**TEXT BLOCK**
========
Go to PGM-AUA V1.0 AI Module

Function Ref. Model I/O Data SubAIMs JSON MData Profiles Ref. Software Conformance Performance

Function

The User State Description (PGM-USD) AIM derives a structured representation of the User Entity State from multimodal perceptual and enhanced contextual inputs.

USD operates on Enhanced Audio Scene Descriptors, Enhanced Visual Scene Descriptors, an aligned multimodal context, and produces a User Entity State representation capturing cognitive, behavioural, expressive, and interactional aspects of the observed User.

USD performs a multi-stage interpretative process including multimodal harmonisation, linguistic and paralinguistic analysis, behavioural and expressive inference, and cross-modal interpretation, without performing deliberative reasoning or goal-directed decision-making.
========
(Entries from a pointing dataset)
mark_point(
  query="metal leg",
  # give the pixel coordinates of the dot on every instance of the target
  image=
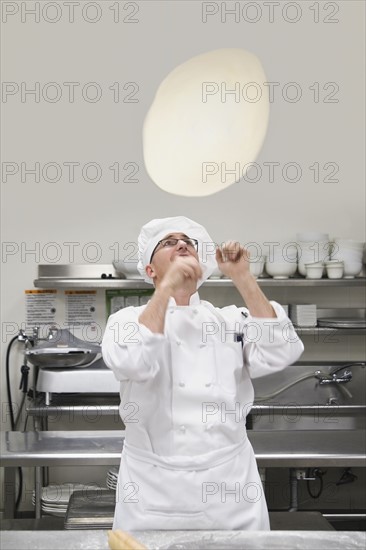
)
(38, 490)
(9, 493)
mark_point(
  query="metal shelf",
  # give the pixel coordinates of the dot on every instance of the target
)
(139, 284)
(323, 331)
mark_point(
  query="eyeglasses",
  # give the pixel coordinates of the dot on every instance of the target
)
========
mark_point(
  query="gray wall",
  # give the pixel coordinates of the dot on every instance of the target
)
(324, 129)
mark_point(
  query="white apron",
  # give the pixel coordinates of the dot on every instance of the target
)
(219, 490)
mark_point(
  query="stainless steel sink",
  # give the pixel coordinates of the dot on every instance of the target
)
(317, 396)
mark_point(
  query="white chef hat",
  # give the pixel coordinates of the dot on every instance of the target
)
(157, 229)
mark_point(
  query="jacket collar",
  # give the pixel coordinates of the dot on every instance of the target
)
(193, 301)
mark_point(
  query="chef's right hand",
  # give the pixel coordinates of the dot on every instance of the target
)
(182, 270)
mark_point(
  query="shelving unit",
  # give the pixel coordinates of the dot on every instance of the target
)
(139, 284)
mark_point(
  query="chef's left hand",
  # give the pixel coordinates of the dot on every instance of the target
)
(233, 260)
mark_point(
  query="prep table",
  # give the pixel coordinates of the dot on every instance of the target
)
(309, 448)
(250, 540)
========
**EXERCISE SET**
1. According to the User State Description page, what does the USD AIM derive?
2. Reproduce word for word the passage of the User State Description page starting at "Function Ref. Model" and ending at "the observed User.".
3. List the stages the User State Description page names as part of USD's multi-stage interpretative process.
The listing has nothing to do with what is asked here.

**FULL SOLUTIONS**
1. A structured representation of the User Entity State from multimodal perceptual and enhanced contextual inputs.

2.
Function Ref. Model I/O Data SubAIMs JSON MData Profiles Ref. Software Conformance Performance

Function

The User State Description (PGM-USD) AIM derives a structured representation of the User Entity State from multimodal perceptual and enhanced contextual inputs.

USD operates on Enhanced Audio Scene Descriptors, Enhanced Visual Scene Descriptors, an aligned multimodal context, and produces a User Entity State representation capturing cognitive, behavioural, expressive, and interactional aspects of the observed User.

3. Multimodal harmonisation; linguistic and paralinguistic analysis; behavioural and expressive inference; cross-modal interpretation.